Task goal:
Answer these questions about the lawn care thread:
(a) At what height did the poster scalp the yard in mid April, and at what height will it be maintained?
(b) What did the poster rent to clear the aeration plugs off the lawn?
(c) What does the Tru-cut manual fail to show?

Text block:
* * * * *

# JRS 9572 TIFGRAND ADVENTURE 2021



## JRS 9572 (May 28, 2018)

So this spring has been weird. I've always waited until some significant warm up to really go hard on the yard. The midlands of SC has had a weird spring. We haven't hit 90 degrees for a day time high yet. My power bill last month was under $170.00. Lowest power bill in 6 years of living in the home. That tells you how mild it's been.

I've been cutting regularly. Mid April I did lay down some 10-10-10 with fungicide (fighting off dollar spot), and bug/grub killer along with pre-emergent. The usual. I also scalped at 1/2" with 5/8" being where I'm going to maintain. Just couldn't get it to really green up where it usually stands.

I also bought the Sun Joe. Well I got a little antsy and went after the front yard with the Sun Joe verticutter in two directions and then took the McLane to it in two direction at a 1/2". As the groundskeeper at LSU says. "You have to beat it up, and make it look ugly, in order for it to look great. Hopefully we're heading in that direction. I pulled a ton of material out.


----------



## JRS 9572 (May 28, 2018)

When you get a text from the company that does the aeration of your yard that they're coming to do it in less than 24 hours. Any you haven't done the verticutting in your back yard yet. And with the heat index its a good 110 degrees. No rest for the weary. Game on!


----------



## JRS 9572 (May 28, 2018)

Had a lawn service do the aeration. Since the plugs are mostly clay bricks when they lay on the lawn and dry I try to get as many of them up and out the yard as possible. I rented a walk behind blower. I makes getting these up much more organized. It still takes energy, but not near as much as raking it up.

So the whole yard has been verticut, and aerated. I also scalped the whole yard one more time. Not sure if I'm going to get sand top dressed. I have my only son (only child) headed off to college in the fall. Seems like that money is better spent on his schooling right now.


----------



## JRS 9572 (May 28, 2018)

Upgraded and washed away some frustration. I'm going to make one good McLane out of the 3 problem children I have as a back up. It worked really great on the first run of the back yard hill. Thanks @Reelrollers


----------



## monsonman (Dec 9, 2020)

How has it recovered from the verticut and aeration? Purty new red mower too!


----------



## JRS 9572 (May 28, 2018)

Yes it has. Very well. I'll get pics in soon!


----------



## JRS 9572 (May 28, 2018)

Except for fighting the dollar spot. The turf has recovered well from the verticutting, and aeration. The tru-cut cuts real well. Need to adjust the height of cut. I have one of the tools to measure where it is. The Tru-cut manual doesn't show what each "rung on the ladder" equals when it comes to height adjustment.

* * * * *

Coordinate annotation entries
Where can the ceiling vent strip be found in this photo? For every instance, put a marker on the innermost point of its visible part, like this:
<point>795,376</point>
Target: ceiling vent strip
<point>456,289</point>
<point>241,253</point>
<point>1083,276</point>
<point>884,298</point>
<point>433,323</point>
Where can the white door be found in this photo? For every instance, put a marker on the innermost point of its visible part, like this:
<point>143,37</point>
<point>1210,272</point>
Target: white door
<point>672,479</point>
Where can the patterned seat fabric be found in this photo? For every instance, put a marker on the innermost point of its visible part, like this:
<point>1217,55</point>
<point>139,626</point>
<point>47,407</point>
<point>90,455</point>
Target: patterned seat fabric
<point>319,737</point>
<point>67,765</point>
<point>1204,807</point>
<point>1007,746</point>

* * * * *

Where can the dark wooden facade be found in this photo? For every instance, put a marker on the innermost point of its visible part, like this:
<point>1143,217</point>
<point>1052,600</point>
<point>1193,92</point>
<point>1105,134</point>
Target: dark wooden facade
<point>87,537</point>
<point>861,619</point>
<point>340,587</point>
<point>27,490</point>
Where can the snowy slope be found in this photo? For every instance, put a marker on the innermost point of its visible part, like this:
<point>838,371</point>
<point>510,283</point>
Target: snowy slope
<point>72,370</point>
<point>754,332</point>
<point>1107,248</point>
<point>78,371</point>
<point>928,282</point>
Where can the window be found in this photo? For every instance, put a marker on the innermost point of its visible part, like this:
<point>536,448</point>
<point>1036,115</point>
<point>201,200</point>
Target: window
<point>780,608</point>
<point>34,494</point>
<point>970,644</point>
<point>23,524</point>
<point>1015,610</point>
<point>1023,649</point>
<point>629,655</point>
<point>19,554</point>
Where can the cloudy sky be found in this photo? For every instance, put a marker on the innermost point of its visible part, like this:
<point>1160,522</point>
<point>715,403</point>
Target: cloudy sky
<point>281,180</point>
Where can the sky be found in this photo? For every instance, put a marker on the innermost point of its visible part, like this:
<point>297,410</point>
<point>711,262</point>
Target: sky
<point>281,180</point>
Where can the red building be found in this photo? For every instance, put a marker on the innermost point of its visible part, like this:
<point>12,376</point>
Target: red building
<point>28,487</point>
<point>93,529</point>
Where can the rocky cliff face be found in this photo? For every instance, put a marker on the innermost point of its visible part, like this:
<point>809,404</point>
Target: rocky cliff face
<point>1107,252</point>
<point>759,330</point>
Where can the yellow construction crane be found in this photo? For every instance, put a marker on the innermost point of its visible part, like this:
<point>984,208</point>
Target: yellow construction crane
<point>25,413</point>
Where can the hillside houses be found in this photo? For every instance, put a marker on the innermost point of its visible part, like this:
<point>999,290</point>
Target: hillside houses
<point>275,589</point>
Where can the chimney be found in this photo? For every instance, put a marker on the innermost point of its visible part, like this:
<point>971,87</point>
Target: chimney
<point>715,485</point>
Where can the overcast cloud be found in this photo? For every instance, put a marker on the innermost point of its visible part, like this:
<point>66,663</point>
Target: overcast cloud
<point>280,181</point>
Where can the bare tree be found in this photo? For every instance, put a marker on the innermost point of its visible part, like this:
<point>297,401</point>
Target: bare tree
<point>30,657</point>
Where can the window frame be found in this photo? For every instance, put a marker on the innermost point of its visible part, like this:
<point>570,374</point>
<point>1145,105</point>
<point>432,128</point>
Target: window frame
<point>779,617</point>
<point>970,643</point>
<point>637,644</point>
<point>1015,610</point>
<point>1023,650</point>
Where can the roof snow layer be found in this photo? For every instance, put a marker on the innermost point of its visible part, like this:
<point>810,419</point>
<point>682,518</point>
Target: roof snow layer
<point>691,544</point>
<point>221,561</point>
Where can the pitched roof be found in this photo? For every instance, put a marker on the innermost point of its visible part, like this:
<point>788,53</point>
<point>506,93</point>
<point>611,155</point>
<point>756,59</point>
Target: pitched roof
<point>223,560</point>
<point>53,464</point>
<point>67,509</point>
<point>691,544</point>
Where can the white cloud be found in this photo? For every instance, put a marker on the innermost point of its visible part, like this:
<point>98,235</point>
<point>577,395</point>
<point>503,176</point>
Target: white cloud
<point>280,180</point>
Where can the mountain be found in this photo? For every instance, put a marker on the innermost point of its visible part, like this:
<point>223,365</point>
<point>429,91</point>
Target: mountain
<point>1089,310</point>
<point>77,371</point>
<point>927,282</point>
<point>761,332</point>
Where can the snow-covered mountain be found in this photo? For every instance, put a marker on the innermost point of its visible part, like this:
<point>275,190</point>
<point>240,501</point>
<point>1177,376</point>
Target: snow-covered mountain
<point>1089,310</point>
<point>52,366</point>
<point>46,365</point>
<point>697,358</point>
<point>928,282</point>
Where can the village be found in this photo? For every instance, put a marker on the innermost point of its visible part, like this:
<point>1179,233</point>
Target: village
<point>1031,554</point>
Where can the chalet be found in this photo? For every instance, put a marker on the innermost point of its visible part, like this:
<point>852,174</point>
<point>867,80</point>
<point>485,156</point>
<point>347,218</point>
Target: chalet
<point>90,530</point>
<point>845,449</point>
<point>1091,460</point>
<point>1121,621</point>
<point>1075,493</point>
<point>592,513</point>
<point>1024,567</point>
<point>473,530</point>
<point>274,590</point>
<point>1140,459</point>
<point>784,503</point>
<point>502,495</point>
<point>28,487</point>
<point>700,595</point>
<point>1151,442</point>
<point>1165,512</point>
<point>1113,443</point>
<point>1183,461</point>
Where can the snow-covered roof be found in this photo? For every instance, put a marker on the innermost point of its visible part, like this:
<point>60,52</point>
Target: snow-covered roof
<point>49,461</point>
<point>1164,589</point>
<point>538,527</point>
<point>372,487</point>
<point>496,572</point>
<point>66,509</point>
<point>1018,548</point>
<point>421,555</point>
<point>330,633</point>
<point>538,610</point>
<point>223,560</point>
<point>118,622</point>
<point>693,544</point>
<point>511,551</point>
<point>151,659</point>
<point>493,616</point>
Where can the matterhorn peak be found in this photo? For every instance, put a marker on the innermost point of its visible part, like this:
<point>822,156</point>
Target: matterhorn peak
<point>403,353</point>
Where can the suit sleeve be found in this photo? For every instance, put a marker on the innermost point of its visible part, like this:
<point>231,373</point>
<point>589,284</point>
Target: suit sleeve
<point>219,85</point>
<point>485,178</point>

* * * * *

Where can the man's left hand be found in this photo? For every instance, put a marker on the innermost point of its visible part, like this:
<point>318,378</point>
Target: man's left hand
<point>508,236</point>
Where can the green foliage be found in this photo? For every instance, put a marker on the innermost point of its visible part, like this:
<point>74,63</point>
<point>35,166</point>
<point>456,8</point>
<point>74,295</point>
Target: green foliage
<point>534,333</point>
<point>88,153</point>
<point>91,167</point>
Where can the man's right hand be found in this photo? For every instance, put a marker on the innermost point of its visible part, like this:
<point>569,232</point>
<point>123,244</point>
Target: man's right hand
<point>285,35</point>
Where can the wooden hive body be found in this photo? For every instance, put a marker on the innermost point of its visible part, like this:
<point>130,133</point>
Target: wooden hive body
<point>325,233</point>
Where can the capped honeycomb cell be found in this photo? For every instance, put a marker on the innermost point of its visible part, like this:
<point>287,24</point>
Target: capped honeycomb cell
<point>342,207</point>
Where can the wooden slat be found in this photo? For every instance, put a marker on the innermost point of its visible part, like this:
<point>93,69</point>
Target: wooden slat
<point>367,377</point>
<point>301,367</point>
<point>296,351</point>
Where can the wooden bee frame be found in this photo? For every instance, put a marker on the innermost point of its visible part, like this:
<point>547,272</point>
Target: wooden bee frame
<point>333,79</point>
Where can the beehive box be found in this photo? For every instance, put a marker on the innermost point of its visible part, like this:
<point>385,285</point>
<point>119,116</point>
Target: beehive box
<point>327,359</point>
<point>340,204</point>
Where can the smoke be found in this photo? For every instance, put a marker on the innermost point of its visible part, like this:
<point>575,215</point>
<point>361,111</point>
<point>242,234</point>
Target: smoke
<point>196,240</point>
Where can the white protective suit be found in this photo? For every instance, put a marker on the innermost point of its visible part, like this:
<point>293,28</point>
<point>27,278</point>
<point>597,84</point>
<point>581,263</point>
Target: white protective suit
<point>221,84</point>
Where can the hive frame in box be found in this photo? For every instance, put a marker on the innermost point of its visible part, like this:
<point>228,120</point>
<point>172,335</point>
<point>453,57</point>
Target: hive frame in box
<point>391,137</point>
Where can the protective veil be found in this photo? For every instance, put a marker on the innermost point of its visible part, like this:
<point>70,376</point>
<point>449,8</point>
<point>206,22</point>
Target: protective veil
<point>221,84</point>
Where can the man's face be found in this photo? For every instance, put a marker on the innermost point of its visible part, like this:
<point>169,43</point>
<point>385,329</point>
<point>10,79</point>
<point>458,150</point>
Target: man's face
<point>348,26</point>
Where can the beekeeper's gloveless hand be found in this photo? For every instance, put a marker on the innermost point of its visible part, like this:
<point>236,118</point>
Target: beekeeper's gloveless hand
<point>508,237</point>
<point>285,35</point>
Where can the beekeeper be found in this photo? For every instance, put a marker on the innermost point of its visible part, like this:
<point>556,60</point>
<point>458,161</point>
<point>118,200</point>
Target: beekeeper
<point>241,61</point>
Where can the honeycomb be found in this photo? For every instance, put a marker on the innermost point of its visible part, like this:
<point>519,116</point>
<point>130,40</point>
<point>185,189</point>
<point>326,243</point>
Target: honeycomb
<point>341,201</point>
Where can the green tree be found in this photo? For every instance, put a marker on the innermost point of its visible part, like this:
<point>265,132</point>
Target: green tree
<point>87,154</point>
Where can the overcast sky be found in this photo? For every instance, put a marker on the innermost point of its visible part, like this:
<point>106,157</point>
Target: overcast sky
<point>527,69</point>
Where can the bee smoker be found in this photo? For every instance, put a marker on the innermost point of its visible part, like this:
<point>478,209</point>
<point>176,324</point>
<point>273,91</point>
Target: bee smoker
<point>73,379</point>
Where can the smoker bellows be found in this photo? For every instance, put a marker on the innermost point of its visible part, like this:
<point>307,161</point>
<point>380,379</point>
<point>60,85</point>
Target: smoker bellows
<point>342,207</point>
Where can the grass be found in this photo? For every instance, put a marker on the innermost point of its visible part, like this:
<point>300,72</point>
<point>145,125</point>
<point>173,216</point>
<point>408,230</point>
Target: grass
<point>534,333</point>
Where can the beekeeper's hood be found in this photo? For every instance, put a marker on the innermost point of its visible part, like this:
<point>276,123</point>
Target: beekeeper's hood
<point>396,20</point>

* * * * *

Exercise response:
(a) It was scalped at 1/2 inch and will be maintained at 5/8 inch.
(b) A walk-behind blower.
(c) What each "rung on the ladder" equals for height adjustment.